[Point annotation records]
■ ■ ■ ■ ■

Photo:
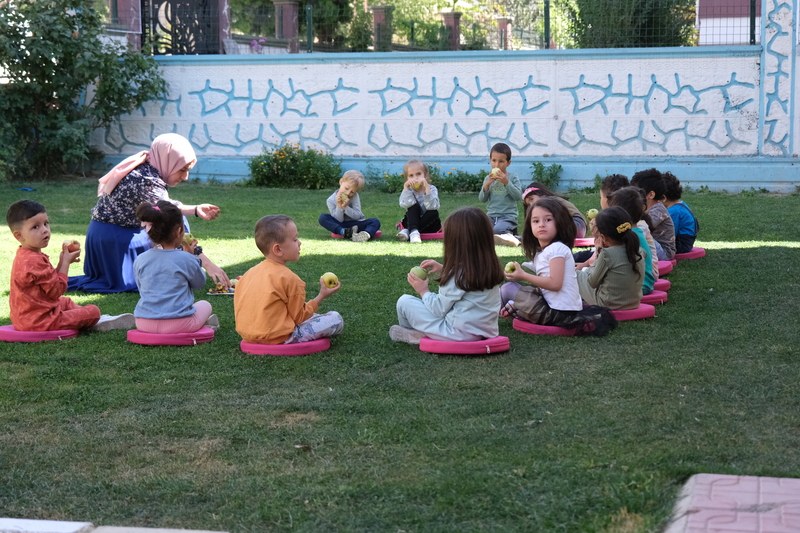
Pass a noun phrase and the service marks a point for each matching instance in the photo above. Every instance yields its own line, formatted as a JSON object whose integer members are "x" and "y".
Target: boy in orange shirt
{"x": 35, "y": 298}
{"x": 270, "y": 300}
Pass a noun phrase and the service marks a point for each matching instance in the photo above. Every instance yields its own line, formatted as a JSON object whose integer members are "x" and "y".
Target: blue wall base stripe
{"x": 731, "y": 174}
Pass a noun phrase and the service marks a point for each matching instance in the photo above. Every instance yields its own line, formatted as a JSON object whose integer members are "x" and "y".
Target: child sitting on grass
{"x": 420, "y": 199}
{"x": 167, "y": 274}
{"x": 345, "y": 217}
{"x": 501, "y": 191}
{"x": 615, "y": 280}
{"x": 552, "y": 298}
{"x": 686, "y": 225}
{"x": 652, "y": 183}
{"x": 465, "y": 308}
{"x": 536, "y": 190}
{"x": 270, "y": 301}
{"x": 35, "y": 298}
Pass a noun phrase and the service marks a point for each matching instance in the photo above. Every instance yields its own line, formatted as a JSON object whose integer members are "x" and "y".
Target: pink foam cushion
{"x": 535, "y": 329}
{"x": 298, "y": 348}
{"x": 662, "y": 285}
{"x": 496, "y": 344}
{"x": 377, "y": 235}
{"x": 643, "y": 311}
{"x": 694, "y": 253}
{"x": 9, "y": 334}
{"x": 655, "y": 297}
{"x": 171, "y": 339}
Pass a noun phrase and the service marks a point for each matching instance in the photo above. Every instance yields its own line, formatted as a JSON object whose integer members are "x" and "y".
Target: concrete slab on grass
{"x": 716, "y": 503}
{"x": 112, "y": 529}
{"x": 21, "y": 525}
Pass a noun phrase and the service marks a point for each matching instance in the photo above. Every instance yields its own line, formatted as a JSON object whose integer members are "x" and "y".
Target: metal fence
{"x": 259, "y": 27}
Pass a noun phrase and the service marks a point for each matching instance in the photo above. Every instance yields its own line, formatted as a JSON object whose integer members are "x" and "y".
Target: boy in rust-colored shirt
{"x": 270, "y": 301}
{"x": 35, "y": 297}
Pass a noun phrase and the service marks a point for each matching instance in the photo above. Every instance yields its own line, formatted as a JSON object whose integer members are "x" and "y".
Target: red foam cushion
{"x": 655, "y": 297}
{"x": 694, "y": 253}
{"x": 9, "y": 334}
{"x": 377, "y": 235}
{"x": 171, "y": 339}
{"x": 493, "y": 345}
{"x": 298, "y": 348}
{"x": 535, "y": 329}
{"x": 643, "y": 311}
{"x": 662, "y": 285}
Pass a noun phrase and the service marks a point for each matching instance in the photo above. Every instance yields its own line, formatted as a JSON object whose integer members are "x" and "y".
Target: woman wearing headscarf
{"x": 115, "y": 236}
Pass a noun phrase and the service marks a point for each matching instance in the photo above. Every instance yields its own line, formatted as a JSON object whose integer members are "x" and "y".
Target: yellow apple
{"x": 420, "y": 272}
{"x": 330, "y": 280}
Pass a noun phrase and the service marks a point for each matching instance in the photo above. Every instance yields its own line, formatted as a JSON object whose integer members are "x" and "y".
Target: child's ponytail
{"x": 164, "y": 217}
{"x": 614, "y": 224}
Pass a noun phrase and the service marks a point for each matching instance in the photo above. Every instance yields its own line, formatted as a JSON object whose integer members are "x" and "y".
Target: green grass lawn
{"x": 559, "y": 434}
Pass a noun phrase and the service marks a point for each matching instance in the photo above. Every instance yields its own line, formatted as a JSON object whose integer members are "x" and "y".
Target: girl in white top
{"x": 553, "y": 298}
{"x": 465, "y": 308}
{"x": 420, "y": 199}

■ ■ ■ ■ ■

** Exercise objective **
Transcribe the listing in full. Omit the pictures and keep every line exact.

** Response to the task **
Photo:
Pass a noun phrase and the service marks a point for each matching instance in the photo above. Every instance yields its own line, formatted as a JSON object whose integer members are "x" and "y".
Target: boy in orange shirt
{"x": 35, "y": 298}
{"x": 270, "y": 300}
Pass a noun phrase and the service marks a point for each matching instance in the photo above. Every instance yields its own line, formatted as a JSON object whose integer members are "x" and "y".
Target: blue wall base stripe
{"x": 731, "y": 174}
Pass a noun phrase and the service marks a point for each matching instance in the photo above. Every instance yields its own line, formatted as a JSON object whose integer members are "x" and "y".
Target: child sitting on grass
{"x": 420, "y": 199}
{"x": 167, "y": 274}
{"x": 345, "y": 217}
{"x": 501, "y": 191}
{"x": 615, "y": 280}
{"x": 552, "y": 298}
{"x": 686, "y": 225}
{"x": 652, "y": 183}
{"x": 465, "y": 308}
{"x": 536, "y": 190}
{"x": 270, "y": 301}
{"x": 35, "y": 298}
Pass a noun phrase and the service marks a point for each matching instance in the photo above. Every instance yields its own line, formatted as a JSON object whose integer members are "x" and "y".
Target: pink foam cushion
{"x": 535, "y": 329}
{"x": 298, "y": 348}
{"x": 662, "y": 285}
{"x": 496, "y": 344}
{"x": 377, "y": 235}
{"x": 643, "y": 311}
{"x": 694, "y": 253}
{"x": 9, "y": 334}
{"x": 655, "y": 297}
{"x": 171, "y": 339}
Pass a noun phrase and the service marks a point for each matching instance in the photo above. Every instance yields its own line, formatted as a JSON object whose integer members are "x" and "y".
Target: concrete slab on grass
{"x": 716, "y": 503}
{"x": 112, "y": 529}
{"x": 21, "y": 525}
Pass a noun phrase and the service marks a point for each matching instance in the photo above. Every instance yields its own line, formatted as a JSON object whose integer members are "x" and "y".
Target: metal fence
{"x": 259, "y": 27}
Pass a noun phrase and the service marks a point for each matching instance in the photo above. Every instance yields its own line, formatted as a JSON object whose integer members are "x" and "y".
Target: boy in rust-colored shirt
{"x": 270, "y": 301}
{"x": 35, "y": 297}
Pass a noun phrase and the service marks a point for each matching instance in the photo above. Every instance yields its own line, formatted as a JSON object whose integer members are "x" and "y".
Target: red foam cushion
{"x": 655, "y": 297}
{"x": 694, "y": 253}
{"x": 9, "y": 334}
{"x": 377, "y": 235}
{"x": 171, "y": 339}
{"x": 493, "y": 345}
{"x": 298, "y": 348}
{"x": 535, "y": 329}
{"x": 643, "y": 311}
{"x": 662, "y": 285}
Pass a noun phrase and the service marks a point for each matching instance in the photo above. Every instance yields its own line, formatted as a JSON object whose integer members are "x" and "y".
Target: woman wearing headscarf
{"x": 115, "y": 236}
Pass a noun phrase and the service marks a point for each matching instance in the photo above. Every instance yields its own line, formatted as a JSON object whose integer members are "x" and "y".
Target: yellow apple
{"x": 420, "y": 272}
{"x": 330, "y": 280}
Pass a noun phrase and the service marks a point for each matching instance in the photo above. Every instance yields its own line, formatted as a JSON object whose integer members are "x" and "y".
Target: child's ponytail
{"x": 164, "y": 217}
{"x": 614, "y": 224}
Pass a noun phrase and the service marks a point for each matching instance in the photo above. Every instance yields its own line, formatted as a JSON object whose integer members are "x" and "y".
Target: green grass lawn
{"x": 559, "y": 434}
Pass a noun phrase and the service marks a point for each matching instance in the photo above. Every instance yields its own line, formatted as a JSON object whose integer members are "x" and "y".
Target: girl in white top
{"x": 553, "y": 298}
{"x": 465, "y": 308}
{"x": 420, "y": 199}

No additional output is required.